## EXTRACT TO READ
Here at Balisage we talk about markup, most often declarative markup. We talk about XML and
use of what we call the XML stack.
We talk about how powerful explicit markup is, and we whine
about people who should
be using it but aren’t. We lament the lack of respect we get and moan about
not understanding why XML hasn’t taken over the world of data interchange.
In my opinion, the XML market has been moderately successful selling a package that includes: some philosophies (declarative and generic markup), a syntax, some programming languages (XSLT, iXML), some associated specifications, and some tools. We sell the proposition that there are significant advantages to creating, managing, and deploying content our way, and if users cannot create content in generic markup (XML) they should up-convert their content as soon as possible. This way they will be able to do multiple things with it, use many tools, be vendor independent, and we hint that they may find that their documents can suddenly play the piano and tap dance. We tell then that they should use explicit, generic markup. AND they must, we tell them, use pointy brackets. AND they must leave Perl and Python in the dust and commit to XSLT (or iXML and XSLT). AND all of their code must be declarative and side-effect free. We tell them that their documents are trash, the programs they have worked for years to master are useless, and that they are once-again beginners. We push this as an all or nothing proposition.
Not only is this approach arrogant and off-putting, it is wrong. There is no essential link between generic markup and pointy brackets. Similarly, the power of declarative markup is distinct from the power of descriptive markup, both of which are significant. XSLT and much of the rest of the XML tool stack CAN be used in other environments. I think it is time we stopped insulting our would-be users, customers, colleagues, and their (often highly successful) documents and environments. I think it is time we unbundled this package and helped people use the parts that work for them in their contexts.
Bundling is a tried and true marketing technique, developed for the convenience and
profit of
the seller. It is, often, an irritation to the /customer/buyer/user …. I’m talking
about bundling and selling things in bundles rather than individual components. And
I started putting this talk together, and I said, Okay, I think I know what bundling is.

## WORK TO COMPLETE
1. In the passage on the XML stack, which two programming languages are named as part of the package the XML market sells?
2. Reproduce the passage on the XML stack starting at "Here at Balisage" and ending at "of data interchange.", swapping "whine" for "complain".
The material after this point is separate from the passage on the XML stack.

[Location identification entries]

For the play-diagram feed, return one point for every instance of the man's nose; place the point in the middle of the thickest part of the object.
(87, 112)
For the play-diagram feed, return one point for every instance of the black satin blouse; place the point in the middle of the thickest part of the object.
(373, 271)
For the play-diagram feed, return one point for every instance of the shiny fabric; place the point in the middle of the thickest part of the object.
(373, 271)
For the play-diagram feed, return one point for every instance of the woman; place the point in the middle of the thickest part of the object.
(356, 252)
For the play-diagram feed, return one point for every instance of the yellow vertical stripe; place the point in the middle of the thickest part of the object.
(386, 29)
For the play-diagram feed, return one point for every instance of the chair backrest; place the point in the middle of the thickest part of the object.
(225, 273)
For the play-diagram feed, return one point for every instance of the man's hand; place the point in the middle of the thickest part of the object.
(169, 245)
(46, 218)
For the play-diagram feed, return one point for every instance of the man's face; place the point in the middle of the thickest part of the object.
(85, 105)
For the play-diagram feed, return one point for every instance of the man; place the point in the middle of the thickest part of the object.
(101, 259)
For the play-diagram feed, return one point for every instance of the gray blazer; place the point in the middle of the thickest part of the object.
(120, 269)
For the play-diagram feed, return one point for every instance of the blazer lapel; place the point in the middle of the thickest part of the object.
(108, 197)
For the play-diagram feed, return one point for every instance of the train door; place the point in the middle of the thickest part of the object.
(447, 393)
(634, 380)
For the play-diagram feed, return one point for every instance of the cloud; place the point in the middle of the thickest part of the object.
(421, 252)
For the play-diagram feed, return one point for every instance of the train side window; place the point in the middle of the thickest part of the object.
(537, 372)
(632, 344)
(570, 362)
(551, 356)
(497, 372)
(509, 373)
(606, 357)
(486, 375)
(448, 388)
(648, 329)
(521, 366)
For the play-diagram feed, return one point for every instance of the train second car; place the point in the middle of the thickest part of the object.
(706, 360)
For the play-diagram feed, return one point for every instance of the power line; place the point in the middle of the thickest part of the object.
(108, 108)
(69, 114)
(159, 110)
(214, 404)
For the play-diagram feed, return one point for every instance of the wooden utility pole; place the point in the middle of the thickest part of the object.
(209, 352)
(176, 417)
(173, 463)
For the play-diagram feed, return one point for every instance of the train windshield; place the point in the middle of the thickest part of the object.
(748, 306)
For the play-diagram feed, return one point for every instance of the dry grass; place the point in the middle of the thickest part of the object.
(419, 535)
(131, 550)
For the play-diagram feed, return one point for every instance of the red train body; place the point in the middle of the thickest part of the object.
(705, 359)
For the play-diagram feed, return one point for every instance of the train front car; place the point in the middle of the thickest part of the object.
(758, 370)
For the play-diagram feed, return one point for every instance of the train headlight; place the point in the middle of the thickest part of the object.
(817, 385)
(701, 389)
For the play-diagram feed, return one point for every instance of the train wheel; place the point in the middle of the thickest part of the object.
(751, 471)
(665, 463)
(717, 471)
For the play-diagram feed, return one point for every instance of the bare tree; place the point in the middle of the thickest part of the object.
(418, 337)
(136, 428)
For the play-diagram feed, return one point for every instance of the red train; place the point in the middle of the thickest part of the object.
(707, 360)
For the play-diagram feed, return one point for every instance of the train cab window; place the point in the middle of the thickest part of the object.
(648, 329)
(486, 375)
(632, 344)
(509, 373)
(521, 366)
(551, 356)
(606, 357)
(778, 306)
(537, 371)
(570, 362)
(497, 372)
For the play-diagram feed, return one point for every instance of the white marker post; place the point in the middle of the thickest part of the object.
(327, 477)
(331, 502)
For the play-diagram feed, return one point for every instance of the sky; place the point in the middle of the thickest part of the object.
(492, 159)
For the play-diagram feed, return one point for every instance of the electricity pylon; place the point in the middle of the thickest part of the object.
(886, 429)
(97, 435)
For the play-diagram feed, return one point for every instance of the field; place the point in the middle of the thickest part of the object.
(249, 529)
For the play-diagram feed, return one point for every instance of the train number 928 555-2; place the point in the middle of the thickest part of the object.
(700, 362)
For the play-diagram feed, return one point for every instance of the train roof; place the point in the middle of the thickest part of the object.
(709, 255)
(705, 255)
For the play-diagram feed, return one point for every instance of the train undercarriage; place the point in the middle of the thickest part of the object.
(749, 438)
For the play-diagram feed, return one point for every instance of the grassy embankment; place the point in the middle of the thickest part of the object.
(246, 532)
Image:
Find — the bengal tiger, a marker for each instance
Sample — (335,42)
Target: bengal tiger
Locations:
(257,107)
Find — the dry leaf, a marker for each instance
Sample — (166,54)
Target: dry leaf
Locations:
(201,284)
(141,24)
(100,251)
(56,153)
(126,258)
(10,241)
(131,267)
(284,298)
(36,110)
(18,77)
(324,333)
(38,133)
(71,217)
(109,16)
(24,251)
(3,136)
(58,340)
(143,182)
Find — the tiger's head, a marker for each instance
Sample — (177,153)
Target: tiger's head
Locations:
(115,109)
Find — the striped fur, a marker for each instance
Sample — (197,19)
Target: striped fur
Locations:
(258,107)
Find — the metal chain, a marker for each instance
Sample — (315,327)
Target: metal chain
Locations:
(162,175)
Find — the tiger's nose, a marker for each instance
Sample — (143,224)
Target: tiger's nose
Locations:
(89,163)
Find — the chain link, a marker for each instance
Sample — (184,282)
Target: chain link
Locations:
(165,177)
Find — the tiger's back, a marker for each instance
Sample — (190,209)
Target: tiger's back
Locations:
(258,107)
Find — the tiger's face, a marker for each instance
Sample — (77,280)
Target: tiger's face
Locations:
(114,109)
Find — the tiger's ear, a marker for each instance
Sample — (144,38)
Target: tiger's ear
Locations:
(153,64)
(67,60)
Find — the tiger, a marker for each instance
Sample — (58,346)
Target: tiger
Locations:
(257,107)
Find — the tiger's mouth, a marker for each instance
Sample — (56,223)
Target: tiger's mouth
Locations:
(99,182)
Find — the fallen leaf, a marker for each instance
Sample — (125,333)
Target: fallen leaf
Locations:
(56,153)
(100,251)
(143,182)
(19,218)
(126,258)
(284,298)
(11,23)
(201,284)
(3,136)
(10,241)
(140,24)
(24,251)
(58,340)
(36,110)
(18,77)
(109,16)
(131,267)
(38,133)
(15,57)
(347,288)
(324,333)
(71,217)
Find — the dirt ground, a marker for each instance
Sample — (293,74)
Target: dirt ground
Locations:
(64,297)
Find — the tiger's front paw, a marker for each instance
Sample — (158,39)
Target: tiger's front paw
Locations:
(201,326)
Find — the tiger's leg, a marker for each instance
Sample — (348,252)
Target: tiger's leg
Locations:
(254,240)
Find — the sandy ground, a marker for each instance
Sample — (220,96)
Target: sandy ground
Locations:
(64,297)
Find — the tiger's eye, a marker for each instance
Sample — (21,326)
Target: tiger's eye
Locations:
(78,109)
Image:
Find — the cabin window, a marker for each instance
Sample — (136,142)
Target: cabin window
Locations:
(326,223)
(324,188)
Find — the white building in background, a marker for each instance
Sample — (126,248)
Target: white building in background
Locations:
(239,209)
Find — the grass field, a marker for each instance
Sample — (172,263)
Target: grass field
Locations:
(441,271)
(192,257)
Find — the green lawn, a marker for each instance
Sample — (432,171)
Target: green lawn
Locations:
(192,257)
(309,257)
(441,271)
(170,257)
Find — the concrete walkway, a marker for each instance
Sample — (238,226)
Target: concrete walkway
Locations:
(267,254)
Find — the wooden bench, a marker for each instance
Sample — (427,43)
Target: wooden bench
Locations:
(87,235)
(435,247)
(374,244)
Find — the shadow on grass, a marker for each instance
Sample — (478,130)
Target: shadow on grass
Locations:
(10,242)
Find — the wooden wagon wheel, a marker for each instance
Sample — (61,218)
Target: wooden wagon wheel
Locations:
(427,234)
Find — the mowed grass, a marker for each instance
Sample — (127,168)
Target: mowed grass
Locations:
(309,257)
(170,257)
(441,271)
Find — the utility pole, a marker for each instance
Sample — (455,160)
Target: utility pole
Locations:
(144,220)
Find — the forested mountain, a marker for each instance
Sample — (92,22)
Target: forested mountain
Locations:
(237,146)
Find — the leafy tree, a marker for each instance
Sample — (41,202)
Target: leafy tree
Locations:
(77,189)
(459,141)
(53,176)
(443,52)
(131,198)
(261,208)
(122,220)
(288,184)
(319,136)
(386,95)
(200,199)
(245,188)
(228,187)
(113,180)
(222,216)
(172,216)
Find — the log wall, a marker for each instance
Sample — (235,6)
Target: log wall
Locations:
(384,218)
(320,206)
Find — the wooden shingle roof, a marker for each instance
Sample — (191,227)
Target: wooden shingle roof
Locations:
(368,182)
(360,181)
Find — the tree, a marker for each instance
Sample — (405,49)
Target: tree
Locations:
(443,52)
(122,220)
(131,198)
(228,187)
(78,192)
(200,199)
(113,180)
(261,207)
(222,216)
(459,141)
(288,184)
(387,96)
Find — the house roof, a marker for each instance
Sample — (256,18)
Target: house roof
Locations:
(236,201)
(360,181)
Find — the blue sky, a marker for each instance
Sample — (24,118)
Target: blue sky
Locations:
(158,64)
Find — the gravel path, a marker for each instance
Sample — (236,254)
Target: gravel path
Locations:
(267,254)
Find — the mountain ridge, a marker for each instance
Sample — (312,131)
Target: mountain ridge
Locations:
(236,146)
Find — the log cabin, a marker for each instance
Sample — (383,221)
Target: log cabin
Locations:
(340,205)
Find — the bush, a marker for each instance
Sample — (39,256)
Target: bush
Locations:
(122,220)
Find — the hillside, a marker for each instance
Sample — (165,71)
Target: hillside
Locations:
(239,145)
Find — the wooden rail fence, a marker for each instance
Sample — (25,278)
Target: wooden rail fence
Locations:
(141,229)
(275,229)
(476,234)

## ANSWERS TO THE TASKS
1. XSLT and iXML.

2.
Here at Balisage we talk about markup, most often declarative markup. We talk about XML and
use of what we call the XML stack.
We talk about how powerful explicit markup is, and we complain
about people who should
be using it but aren’t. We lament the lack of respect we get and moan about
not understanding why XML hasn’t taken over the world of data interchange.